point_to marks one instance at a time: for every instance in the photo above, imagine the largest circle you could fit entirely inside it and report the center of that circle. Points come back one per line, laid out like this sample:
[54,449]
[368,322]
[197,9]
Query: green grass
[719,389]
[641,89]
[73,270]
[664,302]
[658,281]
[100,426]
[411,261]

----------

### What you will do
Rewrite the rows above, substituting "disk" for every "circle" and leaving everything else unchanged.

### Result below
point_to marks one instance at a time: for every instance in the photo above, imagine the largest disk you could fit entirely inside it and report the center of that disk. Points come back one per line, laid out like this sample:
[54,449]
[368,322]
[197,9]
Query: green grass
[719,389]
[641,89]
[73,270]
[664,302]
[658,281]
[100,426]
[411,261]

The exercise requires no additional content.